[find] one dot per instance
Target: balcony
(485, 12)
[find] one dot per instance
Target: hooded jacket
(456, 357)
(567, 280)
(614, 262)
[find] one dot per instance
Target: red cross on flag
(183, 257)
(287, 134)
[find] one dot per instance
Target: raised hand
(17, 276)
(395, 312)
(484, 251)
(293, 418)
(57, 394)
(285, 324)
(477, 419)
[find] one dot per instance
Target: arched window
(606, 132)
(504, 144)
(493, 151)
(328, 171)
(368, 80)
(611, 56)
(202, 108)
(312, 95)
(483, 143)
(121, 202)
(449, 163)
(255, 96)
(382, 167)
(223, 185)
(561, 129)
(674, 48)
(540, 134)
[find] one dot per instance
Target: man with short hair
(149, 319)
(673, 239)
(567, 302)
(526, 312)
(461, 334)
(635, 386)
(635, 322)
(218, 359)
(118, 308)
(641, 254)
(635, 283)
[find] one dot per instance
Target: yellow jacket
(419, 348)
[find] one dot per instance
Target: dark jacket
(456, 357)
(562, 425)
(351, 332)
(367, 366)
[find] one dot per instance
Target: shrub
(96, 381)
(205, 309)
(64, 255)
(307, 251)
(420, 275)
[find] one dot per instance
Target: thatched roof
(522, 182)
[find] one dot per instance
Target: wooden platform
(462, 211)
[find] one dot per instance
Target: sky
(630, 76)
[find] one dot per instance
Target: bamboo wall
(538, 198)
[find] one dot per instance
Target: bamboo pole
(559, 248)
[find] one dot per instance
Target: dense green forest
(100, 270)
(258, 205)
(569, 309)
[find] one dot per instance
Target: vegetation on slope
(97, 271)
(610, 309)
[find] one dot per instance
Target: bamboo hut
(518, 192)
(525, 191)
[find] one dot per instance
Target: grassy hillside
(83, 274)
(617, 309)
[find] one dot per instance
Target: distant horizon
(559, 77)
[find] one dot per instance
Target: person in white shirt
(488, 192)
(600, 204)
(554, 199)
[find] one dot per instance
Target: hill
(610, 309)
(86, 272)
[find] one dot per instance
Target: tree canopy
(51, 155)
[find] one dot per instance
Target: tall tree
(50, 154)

- - - - -

AIM OF THE EXERCISE → Whatever the entries above contain, reproduce all of them exactly.

WORKED SOLUTION →
[find] one dot per instance
Target: balcony
(485, 12)
[find] one dot per instance
Target: hooded jacket
(456, 357)
(567, 280)
(614, 262)
[find] one dot per instance
Target: red cross on flag
(183, 257)
(287, 134)
[find] one dot per instance
Target: raised hand
(17, 276)
(395, 312)
(484, 251)
(293, 418)
(57, 394)
(285, 324)
(477, 419)
[find] one dot per instance
Target: arched window
(606, 132)
(504, 144)
(493, 151)
(328, 171)
(368, 80)
(611, 56)
(202, 108)
(312, 95)
(483, 143)
(121, 202)
(449, 163)
(255, 96)
(382, 167)
(223, 185)
(561, 129)
(674, 48)
(540, 134)
[find] one dot per instance
Target: man with short hair
(149, 319)
(673, 239)
(567, 302)
(526, 312)
(461, 334)
(635, 386)
(635, 322)
(218, 359)
(118, 308)
(641, 254)
(635, 283)
[find] one dot per instance
Target: yellow jacket
(419, 348)
[find] one dot per instance
Target: dark jacket
(456, 357)
(562, 425)
(351, 332)
(367, 366)
[find] one dot per instance
Target: shrub
(96, 381)
(205, 309)
(64, 255)
(307, 251)
(420, 275)
[find] one dot per instance
Target: thatched roof
(522, 182)
[find] one dot per instance
Target: wooden platform
(462, 211)
[find] one dot per instance
Target: sky
(630, 76)
[find] one dot per instance
Target: bamboo wall
(538, 198)
[find] one dot per instance
Target: bamboo pole
(559, 248)
[find] one dot per instance
Target: dense green forest
(100, 270)
(258, 205)
(569, 309)
[find] one dot per instance
Target: vegetation on slope
(97, 271)
(610, 309)
[find] one dot per instance
Target: bamboo hut
(518, 192)
(525, 191)
[find] one dot per instance
Target: grassy hillside
(83, 274)
(617, 309)
[find] one dot per instance
Target: distant horizon
(559, 77)
[find] one dot per instance
Target: person in white shirt
(488, 192)
(600, 204)
(554, 199)
[find] one dot per instance
Target: hill
(610, 309)
(86, 272)
[find] one dot per instance
Target: tree canopy
(51, 155)
[find] one dot per instance
Target: tall tree
(50, 154)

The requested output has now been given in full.